BRIEF SUMMARY OF THE DISCLOSURE

[0005] In an embodiment, an apparatus includes circuitry configured to detect a specific block in a stream of blocks, wherein each block is encoded based on a line code and to sample a clock to determine a timestamp reference based on detection of the specific block; and circuitry configured to transmit timing information based on the timestamp reference. The specific block can be a control block. The specific block can be a control block that has an O- code. The specific block can be a control block that is used for Operations, Administration, and Maintenance (OAM) and has an O-code. The circuitry configured to transmit the timing information can utilize a Precision Time Protocol (PTP) message. The circuitry configured to transmit the timing information can utilize a Precision Time Protocol (PTP) message sent via a packet taking a plurality of blocks. The circuitry configured to transmit the timing information can utilize a plurality of subsequent specific blocks. The stream of blocks can be received from a communicatively coupled second apparatus. The apparatus can further include circuitry configured to receive corresponding timing information from a second device and to perform a calculation to determine a time difference relative to the second device. The transmitted timing information can be utilized by a second device to determine a time difference relative to the clock. The stream of blocks is a Metro Transport Networking (MTN) stream.

[0006] In another embodiment, a node includes a clock; and a circuit configured to detect a specific block based on a line code and sample the clock to determine a timestamp reference based on detection of the specific block, and cause transmission of timing information based on the timestamp reference. The specific block can be a control block. The specific block can be a control block that has an O-code. The specific block can be a control block that is used for Operations, Administration, and Maintenance (OAM) and has an O-code. The circuit can be further configured to transmit the timing information utilizes a Precision Time Protocol (PTP) message. The circuit can be further configured to transmit the timing information utilizes a Precision Time Protocol (PTP) message sent via a packet taking a plurality of blocks. The circuit can be further configured to transmit the timing information utilizes a plurality of subsequent specific blocks.

[0007] In a further embodiment, a method includes detecting a specific block based on a line code and sampling a clock to determine a timestamp reference based on detection of the specific block; and transmitting timing information based on the timestamp reference. The specific block can be a control block. The specific block can be a control block that has an O- code. The specific block can be a control block that is used for Operations, Administration, and Maintenance (OAM) and has an O-code. The method can further include transmitting the timing information via a Precision Time Protocol (PTP) message. The method can further include transmitting the timing information via a plurality of subsequent specific blocks .

◇ ◇ ◇

## Your goal
Please pick up the patent summary on timestamping line-coded blocks after its final sentence and carry it forward.

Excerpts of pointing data
◇ ◇ ◇

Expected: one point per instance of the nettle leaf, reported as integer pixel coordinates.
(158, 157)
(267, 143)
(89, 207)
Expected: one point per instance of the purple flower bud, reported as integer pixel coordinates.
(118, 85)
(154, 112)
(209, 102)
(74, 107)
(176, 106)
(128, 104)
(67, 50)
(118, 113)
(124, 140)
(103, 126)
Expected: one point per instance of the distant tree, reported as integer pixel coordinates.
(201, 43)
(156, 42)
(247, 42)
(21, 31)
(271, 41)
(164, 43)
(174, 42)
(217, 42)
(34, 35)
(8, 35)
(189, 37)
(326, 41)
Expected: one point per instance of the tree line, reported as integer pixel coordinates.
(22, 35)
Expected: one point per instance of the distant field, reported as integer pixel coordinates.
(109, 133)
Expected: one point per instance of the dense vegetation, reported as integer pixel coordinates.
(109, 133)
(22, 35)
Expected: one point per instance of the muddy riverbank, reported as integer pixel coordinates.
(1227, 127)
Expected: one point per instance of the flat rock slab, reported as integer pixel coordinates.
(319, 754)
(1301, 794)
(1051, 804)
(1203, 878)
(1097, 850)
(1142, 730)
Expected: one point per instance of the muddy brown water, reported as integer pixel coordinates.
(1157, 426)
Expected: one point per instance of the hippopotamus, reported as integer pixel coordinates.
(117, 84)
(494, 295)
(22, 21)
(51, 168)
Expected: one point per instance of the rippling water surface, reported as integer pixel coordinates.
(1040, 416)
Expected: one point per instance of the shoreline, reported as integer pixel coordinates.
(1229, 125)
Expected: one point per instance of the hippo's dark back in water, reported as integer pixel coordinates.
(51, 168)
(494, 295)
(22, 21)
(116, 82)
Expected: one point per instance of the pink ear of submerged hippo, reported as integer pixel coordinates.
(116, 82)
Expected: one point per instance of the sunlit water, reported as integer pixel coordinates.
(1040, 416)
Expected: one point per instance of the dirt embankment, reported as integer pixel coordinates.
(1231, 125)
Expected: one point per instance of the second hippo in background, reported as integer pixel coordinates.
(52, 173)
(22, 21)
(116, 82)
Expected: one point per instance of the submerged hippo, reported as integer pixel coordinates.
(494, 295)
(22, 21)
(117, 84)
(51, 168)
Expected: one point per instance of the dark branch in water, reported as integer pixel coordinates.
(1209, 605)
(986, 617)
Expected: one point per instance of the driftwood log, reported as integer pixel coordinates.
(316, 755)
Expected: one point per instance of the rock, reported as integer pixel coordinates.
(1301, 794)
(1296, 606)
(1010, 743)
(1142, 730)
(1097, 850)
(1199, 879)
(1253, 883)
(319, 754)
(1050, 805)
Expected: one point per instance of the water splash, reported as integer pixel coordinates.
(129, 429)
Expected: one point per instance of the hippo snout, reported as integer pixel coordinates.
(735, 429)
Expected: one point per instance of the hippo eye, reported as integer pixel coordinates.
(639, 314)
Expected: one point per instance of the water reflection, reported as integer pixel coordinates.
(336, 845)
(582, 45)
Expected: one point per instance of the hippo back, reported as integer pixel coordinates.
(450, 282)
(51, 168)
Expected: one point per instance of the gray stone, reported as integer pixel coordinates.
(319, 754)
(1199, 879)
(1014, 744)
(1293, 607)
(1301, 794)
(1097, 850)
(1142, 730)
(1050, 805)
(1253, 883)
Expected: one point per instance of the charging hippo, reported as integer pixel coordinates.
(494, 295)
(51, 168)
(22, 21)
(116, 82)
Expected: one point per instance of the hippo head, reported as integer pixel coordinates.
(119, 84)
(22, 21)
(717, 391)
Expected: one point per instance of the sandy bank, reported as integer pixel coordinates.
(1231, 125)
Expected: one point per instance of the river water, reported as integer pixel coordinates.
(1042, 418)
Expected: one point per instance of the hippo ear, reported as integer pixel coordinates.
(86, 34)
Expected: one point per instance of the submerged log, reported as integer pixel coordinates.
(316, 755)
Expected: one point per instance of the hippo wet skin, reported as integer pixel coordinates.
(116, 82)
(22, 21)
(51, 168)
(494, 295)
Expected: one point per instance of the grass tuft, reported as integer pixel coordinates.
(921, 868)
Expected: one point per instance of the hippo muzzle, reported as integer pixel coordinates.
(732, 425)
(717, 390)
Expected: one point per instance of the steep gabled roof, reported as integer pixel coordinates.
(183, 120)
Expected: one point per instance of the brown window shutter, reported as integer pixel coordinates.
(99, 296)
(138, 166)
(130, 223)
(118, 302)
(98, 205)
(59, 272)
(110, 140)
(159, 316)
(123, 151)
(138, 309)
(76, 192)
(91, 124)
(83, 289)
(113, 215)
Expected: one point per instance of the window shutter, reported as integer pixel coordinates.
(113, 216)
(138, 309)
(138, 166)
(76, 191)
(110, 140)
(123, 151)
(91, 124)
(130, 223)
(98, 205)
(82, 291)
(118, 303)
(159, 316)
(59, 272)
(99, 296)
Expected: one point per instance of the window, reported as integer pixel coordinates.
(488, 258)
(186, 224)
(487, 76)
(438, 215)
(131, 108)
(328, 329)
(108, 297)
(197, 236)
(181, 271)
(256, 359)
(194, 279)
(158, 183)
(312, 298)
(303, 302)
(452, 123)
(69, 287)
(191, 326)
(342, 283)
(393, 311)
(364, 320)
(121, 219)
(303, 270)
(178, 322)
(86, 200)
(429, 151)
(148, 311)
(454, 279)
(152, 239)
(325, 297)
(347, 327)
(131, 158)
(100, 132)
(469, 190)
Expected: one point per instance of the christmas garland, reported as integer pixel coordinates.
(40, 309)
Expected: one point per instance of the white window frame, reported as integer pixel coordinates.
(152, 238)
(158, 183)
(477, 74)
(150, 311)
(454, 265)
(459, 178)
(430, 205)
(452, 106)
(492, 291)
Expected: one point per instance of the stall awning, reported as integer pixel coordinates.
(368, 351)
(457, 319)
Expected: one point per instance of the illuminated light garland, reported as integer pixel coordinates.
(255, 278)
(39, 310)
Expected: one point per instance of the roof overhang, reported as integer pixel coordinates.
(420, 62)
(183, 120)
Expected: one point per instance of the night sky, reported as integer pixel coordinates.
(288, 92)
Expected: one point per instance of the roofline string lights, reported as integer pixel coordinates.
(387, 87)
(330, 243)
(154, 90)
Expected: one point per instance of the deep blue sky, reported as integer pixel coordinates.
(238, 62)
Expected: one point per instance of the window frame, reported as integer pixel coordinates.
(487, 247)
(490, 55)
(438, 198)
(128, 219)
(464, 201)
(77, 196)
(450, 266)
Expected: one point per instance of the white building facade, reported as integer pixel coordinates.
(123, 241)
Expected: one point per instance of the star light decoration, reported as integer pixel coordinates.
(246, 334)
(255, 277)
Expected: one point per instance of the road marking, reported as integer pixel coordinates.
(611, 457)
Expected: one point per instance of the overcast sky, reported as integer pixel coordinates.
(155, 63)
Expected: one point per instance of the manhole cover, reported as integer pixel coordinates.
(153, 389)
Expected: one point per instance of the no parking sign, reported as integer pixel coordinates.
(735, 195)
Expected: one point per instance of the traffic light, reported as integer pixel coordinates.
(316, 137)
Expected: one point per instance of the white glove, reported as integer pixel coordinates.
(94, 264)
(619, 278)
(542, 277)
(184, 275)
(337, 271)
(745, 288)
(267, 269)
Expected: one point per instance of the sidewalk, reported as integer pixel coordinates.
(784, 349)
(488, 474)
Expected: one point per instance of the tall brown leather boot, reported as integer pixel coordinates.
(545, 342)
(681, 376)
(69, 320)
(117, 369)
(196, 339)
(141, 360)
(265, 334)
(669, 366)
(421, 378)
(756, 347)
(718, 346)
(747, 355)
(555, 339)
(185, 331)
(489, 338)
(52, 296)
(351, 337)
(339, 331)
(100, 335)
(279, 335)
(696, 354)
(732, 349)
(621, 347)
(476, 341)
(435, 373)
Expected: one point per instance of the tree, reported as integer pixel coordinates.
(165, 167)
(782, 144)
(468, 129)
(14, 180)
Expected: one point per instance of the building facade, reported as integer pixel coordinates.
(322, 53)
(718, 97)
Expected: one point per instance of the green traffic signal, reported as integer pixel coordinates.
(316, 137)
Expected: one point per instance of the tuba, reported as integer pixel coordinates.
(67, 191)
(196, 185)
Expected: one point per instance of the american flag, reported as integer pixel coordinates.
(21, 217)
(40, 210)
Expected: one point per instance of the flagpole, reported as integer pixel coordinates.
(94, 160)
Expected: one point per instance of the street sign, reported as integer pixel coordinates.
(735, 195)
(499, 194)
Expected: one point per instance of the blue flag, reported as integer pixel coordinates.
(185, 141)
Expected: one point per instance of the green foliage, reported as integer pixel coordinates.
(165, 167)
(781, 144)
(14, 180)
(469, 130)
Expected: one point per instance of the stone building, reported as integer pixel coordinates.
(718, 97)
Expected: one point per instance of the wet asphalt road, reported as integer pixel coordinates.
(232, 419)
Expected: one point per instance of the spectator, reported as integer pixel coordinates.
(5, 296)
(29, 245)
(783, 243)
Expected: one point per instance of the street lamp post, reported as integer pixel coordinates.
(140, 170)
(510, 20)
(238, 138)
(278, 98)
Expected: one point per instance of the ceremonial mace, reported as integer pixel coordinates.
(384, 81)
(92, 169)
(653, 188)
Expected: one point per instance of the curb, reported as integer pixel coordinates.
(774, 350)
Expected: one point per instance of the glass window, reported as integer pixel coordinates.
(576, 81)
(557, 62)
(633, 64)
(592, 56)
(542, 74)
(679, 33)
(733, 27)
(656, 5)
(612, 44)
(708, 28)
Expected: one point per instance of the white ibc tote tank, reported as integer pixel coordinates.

◇ ◇ ◇

## Right answer
BRIEF DESCRIPTION OF THE DRAWINGS

[0008] The present disclosure is illustrated and described herein with reference to the various drawings, in which like reference numbers are used to denote like system components/method steps, as appropriate, and in which:

[0009] FIG. 1 is a block diagram of the G.mtn architecture functions;

[0010] FIG. 2 is a table of 66b block formats;

[0011] FIG. 3 is a block diagram of a circuit configured to implement timing transfer utilizing the 66b block;

[0012] FIG. 4 is a flowchart of a time transfer process;

[0013] FIG. 5 is a flowchart of a timestamp generation and transmission process;

[0014] FIG. 6 is a block diagram of an example PTP PHY connected to a Media Access

Control (MAC) device with a PTP processor; and

[0015] FIG. 7 is a block diagram of an example PTP PHY connected to a PTP processor and to a MAC device. DETAILED DESCRIPTION OF THE DISCLOSURE

[0016] The present disclosure relates to systems and methods for distributing timing over Metro Transport Networking (MTN). As described herein, MTN (also referred to herein as G.mtn) is a layer 1 transport technology based on FlexE and similar OTN. MTN is being presented for various transport applications, including 5G mobile transport. Such applications have a requirement for native timing distribution over MTN. The present disclosure provides an approach of transferring PTP/timing using G.mtn. With the G.mtn approach, 66b blocks can be circuit switched in layer one transport nodes. In addition to G.mtn, the present disclosure can provide an approach for transferring PTP/timing over any layer one technique that utilizes 66b blocks (or other types of blocks such as 257b blocks from 256b/257b encoding).

[0017] The required information for the transfer of precise time is (1) a time reference point, or“significant instant” or“timestamp reference” to which timing information can be related, (2) the timing information itself, and (3) a measure of the delay it takes to transfer the timing information between two points, e.g., two devices in a network. The transfer of the precise time can be used to adjust a clock. The two devices in the network can be two network nodes or network elements. Other embodiments are also contemplated, such as modules or circuit packs.

[0018] The present disclosure utilizes a 66b block from 64b/66b encoding (or another sized block in a different line code) specifically for the time reference point. In an embodiment, the 66b block is an existing Operations, Administration, and Maintenance (OAM) block with an Operational code (O-code) defined specifically for timing transfer or an already defined O- code. For example, the 66b block for timing can be referred to as an MTN Synchronization Message Channel (MSMC), which is similar to an OTN Synchronization Message Channel (OSMC) and Ethernet Synchronization Message Channel (ESMC).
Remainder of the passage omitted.